AIM: Render every line of the entries below as a Markdown table with the columns Row and Line. Number each row and leave out blank lines.
╭─ INFORMATION GIVEN
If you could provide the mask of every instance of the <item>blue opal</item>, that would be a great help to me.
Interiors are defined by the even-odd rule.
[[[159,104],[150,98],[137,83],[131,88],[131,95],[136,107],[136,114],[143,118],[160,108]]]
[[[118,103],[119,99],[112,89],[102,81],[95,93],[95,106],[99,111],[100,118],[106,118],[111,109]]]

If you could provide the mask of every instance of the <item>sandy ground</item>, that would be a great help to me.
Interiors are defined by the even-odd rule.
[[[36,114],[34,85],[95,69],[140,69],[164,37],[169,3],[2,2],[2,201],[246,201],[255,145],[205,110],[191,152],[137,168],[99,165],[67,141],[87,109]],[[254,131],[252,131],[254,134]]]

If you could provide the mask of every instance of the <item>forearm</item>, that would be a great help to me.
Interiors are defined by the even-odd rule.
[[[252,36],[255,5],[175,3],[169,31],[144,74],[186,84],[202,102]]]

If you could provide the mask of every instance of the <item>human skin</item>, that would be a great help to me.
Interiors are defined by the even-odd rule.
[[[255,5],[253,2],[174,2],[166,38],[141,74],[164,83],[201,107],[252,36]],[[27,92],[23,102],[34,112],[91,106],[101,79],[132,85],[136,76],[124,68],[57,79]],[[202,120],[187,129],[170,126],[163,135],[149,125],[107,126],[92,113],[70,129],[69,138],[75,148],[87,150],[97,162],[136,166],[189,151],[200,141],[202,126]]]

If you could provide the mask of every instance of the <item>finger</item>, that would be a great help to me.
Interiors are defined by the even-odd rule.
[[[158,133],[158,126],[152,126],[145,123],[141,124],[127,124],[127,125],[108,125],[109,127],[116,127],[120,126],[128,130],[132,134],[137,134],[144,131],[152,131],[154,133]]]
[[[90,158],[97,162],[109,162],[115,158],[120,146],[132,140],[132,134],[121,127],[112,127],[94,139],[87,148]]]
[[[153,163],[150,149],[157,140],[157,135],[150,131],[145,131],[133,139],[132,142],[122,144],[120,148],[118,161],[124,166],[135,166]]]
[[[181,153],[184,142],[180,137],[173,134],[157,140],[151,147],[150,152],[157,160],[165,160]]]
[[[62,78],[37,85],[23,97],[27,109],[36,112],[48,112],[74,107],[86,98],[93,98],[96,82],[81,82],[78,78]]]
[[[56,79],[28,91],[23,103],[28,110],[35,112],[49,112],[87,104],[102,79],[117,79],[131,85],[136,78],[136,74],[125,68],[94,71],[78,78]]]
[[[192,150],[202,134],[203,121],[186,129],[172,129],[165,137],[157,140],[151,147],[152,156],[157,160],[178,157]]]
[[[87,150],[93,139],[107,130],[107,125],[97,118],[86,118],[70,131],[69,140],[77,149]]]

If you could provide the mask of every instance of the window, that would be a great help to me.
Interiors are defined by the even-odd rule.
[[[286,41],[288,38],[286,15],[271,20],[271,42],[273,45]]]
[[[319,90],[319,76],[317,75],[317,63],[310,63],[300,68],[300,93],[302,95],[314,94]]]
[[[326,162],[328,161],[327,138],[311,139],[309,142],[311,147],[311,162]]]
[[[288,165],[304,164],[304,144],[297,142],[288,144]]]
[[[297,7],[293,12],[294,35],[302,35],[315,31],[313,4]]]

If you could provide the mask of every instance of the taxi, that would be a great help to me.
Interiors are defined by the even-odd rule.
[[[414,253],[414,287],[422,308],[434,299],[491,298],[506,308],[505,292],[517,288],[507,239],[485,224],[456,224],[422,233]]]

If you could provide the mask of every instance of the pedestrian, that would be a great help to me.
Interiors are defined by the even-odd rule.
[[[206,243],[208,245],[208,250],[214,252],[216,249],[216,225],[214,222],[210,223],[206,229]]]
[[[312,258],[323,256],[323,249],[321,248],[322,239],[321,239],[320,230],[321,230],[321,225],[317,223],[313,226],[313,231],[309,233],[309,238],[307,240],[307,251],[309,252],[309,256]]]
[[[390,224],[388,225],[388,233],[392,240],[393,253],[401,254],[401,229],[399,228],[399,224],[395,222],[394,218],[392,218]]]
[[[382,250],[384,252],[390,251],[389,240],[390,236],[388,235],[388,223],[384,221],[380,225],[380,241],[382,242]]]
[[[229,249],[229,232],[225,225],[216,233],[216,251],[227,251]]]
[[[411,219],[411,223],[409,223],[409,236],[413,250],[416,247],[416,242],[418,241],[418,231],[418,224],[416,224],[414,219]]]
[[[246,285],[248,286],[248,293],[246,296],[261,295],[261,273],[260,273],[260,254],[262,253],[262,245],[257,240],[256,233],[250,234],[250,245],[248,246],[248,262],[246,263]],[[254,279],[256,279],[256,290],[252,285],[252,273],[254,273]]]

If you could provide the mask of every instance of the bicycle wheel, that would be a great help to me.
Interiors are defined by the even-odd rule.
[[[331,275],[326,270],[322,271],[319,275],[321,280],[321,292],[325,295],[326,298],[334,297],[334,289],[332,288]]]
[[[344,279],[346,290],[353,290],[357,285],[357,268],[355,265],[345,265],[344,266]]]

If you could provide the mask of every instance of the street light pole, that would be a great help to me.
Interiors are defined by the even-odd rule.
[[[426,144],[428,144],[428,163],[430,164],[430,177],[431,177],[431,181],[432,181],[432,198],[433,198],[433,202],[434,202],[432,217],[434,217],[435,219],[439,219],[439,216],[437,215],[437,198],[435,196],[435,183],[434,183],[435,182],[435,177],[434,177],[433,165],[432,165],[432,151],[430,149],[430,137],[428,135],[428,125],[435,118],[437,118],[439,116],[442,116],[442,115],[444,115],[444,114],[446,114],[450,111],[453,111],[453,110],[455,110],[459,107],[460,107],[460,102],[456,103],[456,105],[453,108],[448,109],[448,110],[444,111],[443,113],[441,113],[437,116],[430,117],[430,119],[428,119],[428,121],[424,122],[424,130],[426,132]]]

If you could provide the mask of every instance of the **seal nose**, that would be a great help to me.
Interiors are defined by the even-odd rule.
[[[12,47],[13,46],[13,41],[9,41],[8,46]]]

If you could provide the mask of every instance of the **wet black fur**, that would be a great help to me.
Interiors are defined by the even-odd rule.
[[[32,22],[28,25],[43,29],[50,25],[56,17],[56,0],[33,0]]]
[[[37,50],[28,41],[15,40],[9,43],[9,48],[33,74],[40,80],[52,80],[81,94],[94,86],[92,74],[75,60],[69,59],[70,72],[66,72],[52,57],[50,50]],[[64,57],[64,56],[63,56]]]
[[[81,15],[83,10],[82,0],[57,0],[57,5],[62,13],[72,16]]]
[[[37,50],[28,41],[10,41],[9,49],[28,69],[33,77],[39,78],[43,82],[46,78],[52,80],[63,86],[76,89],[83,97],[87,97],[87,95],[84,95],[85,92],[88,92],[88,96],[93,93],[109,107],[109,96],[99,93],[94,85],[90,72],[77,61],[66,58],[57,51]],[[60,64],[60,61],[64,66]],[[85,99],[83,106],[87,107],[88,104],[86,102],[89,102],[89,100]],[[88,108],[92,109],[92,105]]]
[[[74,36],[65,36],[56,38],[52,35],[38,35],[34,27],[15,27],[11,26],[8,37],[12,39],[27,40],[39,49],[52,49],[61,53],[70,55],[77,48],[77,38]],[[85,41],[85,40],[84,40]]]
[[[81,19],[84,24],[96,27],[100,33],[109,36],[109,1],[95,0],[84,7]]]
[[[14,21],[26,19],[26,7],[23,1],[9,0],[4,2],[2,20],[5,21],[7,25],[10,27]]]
╰─
COMPLETED EXERCISE:
| Row | Line |
|---|---|
| 1 | If you could provide the mask of every instance of the <item>blue opal</item>, that would be a great help to me. |
| 2 | Interiors are defined by the even-odd rule. |
| 3 | [[[159,104],[150,98],[137,83],[131,88],[131,95],[136,107],[136,114],[143,118],[160,108]]] |
| 4 | [[[118,103],[119,99],[112,89],[102,81],[95,93],[95,106],[99,111],[100,118],[106,118],[111,109]]] |
| 5 | If you could provide the mask of every instance of the <item>sandy ground</item>, that would be a great help to me. |
| 6 | Interiors are defined by the even-odd rule. |
| 7 | [[[36,114],[34,85],[95,69],[140,69],[164,37],[169,3],[2,2],[2,201],[246,201],[255,145],[205,110],[191,152],[137,168],[99,165],[67,141],[87,109]],[[254,131],[252,131],[254,134]]] |
| 8 | If you could provide the mask of every instance of the <item>forearm</item>, that would be a great help to me. |
| 9 | Interiors are defined by the even-odd rule. |
| 10 | [[[252,36],[255,5],[175,3],[169,31],[144,74],[186,84],[202,102]]] |
| 11 | If you could provide the mask of every instance of the <item>human skin</item>, that would be a great help to me. |
| 12 | Interiors are defined by the even-odd rule. |
| 13 | [[[255,5],[253,2],[174,2],[166,38],[141,74],[164,83],[201,107],[252,36]],[[27,92],[23,102],[34,112],[91,106],[101,79],[132,85],[136,76],[124,68],[57,79]],[[202,120],[187,129],[170,126],[163,135],[149,125],[107,126],[92,113],[70,129],[69,138],[75,148],[87,150],[97,162],[136,166],[189,151],[200,141],[202,126]]] |
| 14 | If you could provide the mask of every instance of the <item>finger</item>, that would be a great help to me. |
| 15 | Interiors are defined by the even-odd rule. |
| 16 | [[[158,133],[158,126],[152,126],[145,123],[141,124],[127,124],[127,125],[108,125],[109,127],[116,127],[120,126],[128,130],[132,134],[137,134],[144,131],[152,131],[154,133]]] |
| 17 | [[[90,158],[97,162],[109,162],[115,158],[120,146],[132,140],[132,134],[121,127],[112,127],[94,139],[87,148]]] |
| 18 | [[[153,163],[150,149],[157,140],[157,135],[150,131],[145,131],[133,139],[132,142],[122,144],[120,148],[118,161],[124,166],[135,166]]] |
| 19 | [[[181,153],[184,142],[180,137],[173,134],[157,140],[151,147],[150,152],[157,160],[165,160]]] |
| 20 | [[[62,78],[37,85],[23,97],[27,109],[36,112],[48,112],[74,107],[86,98],[93,98],[96,82],[81,82],[78,78]]] |
| 21 | [[[56,79],[28,91],[23,103],[28,110],[35,112],[49,112],[87,104],[102,79],[117,79],[131,85],[136,78],[136,74],[125,68],[94,71],[78,78]]] |
| 22 | [[[192,150],[202,134],[203,121],[186,129],[172,129],[165,137],[157,140],[151,147],[152,156],[157,160],[178,157]]] |
| 23 | [[[87,150],[93,139],[107,130],[107,125],[97,118],[86,118],[70,131],[69,140],[77,149]]] |
| 24 | If you could provide the mask of every instance of the window, that would be a great help to me. |
| 25 | Interiors are defined by the even-odd rule. |
| 26 | [[[286,41],[288,38],[286,15],[271,20],[271,42],[273,45]]] |
| 27 | [[[319,90],[319,76],[317,75],[317,63],[310,63],[300,68],[300,93],[302,95],[314,94]]] |
| 28 | [[[326,162],[328,161],[327,138],[311,139],[309,142],[311,147],[311,162]]] |
| 29 | [[[288,165],[304,164],[304,144],[297,142],[288,144]]] |
| 30 | [[[297,7],[293,12],[294,35],[302,35],[315,31],[313,4]]] |
| 31 | If you could provide the mask of every instance of the taxi, that would be a great help to me. |
| 32 | Interiors are defined by the even-odd rule. |
| 33 | [[[414,253],[414,287],[422,308],[434,299],[491,298],[506,308],[505,292],[517,288],[507,239],[485,224],[456,224],[422,233]]] |
| 34 | If you could provide the mask of every instance of the pedestrian, that would be a great help to me. |
| 35 | Interiors are defined by the even-odd rule. |
| 36 | [[[206,243],[208,245],[208,250],[214,252],[216,249],[216,225],[214,222],[210,223],[206,229]]] |
| 37 | [[[312,258],[323,256],[323,249],[321,248],[322,239],[321,239],[320,230],[321,230],[321,225],[317,223],[313,226],[313,231],[309,233],[309,238],[307,240],[307,251],[309,252],[309,256]]] |
| 38 | [[[390,224],[388,225],[388,233],[392,240],[393,253],[401,254],[401,229],[399,228],[399,224],[395,222],[394,218],[392,218]]] |
| 39 | [[[382,250],[384,252],[390,251],[389,240],[390,236],[388,235],[388,223],[384,221],[380,225],[380,241],[382,242]]] |
| 40 | [[[229,249],[229,232],[225,225],[216,233],[216,251],[227,251]]] |
| 41 | [[[411,219],[411,223],[409,223],[409,236],[413,250],[416,247],[416,242],[418,241],[418,231],[418,224],[416,224],[414,219]]] |
| 42 | [[[246,285],[248,286],[248,293],[246,296],[261,295],[261,273],[260,273],[260,254],[262,253],[262,245],[257,240],[256,233],[250,234],[250,245],[248,246],[248,262],[246,263]],[[254,279],[256,279],[256,290],[252,285],[252,273],[254,273]]] |
| 43 | If you could provide the mask of every instance of the bicycle wheel, that would be a great help to me. |
| 44 | Interiors are defined by the even-odd rule. |
| 45 | [[[331,275],[326,270],[322,271],[319,275],[321,280],[321,292],[325,295],[326,298],[334,297],[334,289],[332,288]]] |
| 46 | [[[344,279],[346,290],[353,290],[357,285],[357,268],[355,265],[345,265],[344,266]]] |
| 47 | If you could provide the mask of every instance of the street light pole, that would be a great help to me. |
| 48 | Interiors are defined by the even-odd rule. |
| 49 | [[[426,144],[428,144],[428,163],[430,164],[430,177],[431,177],[431,181],[432,181],[432,198],[433,198],[433,202],[434,202],[432,217],[434,217],[435,219],[439,219],[439,216],[437,215],[437,198],[435,196],[435,183],[434,183],[435,182],[435,177],[434,177],[433,165],[432,165],[432,151],[430,149],[430,137],[428,135],[428,125],[435,118],[437,118],[439,116],[442,116],[442,115],[444,115],[444,114],[446,114],[450,111],[453,111],[453,110],[455,110],[459,107],[460,107],[460,102],[456,103],[456,105],[453,108],[448,109],[448,110],[444,111],[443,113],[441,113],[437,116],[430,117],[430,119],[428,119],[428,121],[424,122],[424,130],[426,132]]] |
| 50 | If you could provide the mask of every instance of the **seal nose**, that would be a great help to me. |
| 51 | Interiors are defined by the even-odd rule. |
| 52 | [[[12,47],[13,46],[13,41],[9,41],[8,46]]] |
| 53 | If you could provide the mask of every instance of the **wet black fur**, that would be a great help to me. |
| 54 | Interiors are defined by the even-odd rule. |
| 55 | [[[32,22],[28,25],[43,29],[50,25],[56,17],[56,0],[33,0]]] |
| 56 | [[[37,50],[28,41],[15,40],[9,43],[9,48],[33,74],[40,80],[52,80],[81,94],[94,86],[92,74],[75,60],[69,59],[70,72],[66,72],[52,57],[50,50]],[[64,57],[64,56],[63,56]]] |
| 57 | [[[81,15],[83,10],[82,0],[57,0],[57,5],[62,13],[72,16]]] |
| 58 | [[[37,50],[28,41],[10,41],[9,49],[28,69],[33,77],[39,78],[43,82],[46,78],[52,80],[63,86],[76,89],[83,97],[87,97],[87,95],[84,95],[85,92],[88,92],[88,96],[93,93],[109,107],[109,96],[99,93],[94,85],[90,72],[77,61],[66,58],[57,51]],[[60,64],[60,61],[64,66]],[[85,99],[83,106],[87,107],[88,104],[86,102],[89,102],[89,100]],[[88,108],[92,109],[92,105]]] |
| 59 | [[[74,36],[65,36],[56,38],[52,35],[38,35],[34,27],[15,27],[11,26],[8,37],[12,39],[27,40],[39,49],[52,49],[61,53],[70,55],[77,48],[77,38]],[[85,41],[85,40],[84,40]]] |
| 60 | [[[81,19],[84,24],[96,27],[100,33],[109,36],[109,1],[95,0],[84,7]]] |
| 61 | [[[14,21],[26,19],[26,7],[23,1],[9,0],[4,2],[2,20],[5,21],[7,25],[10,27]]] |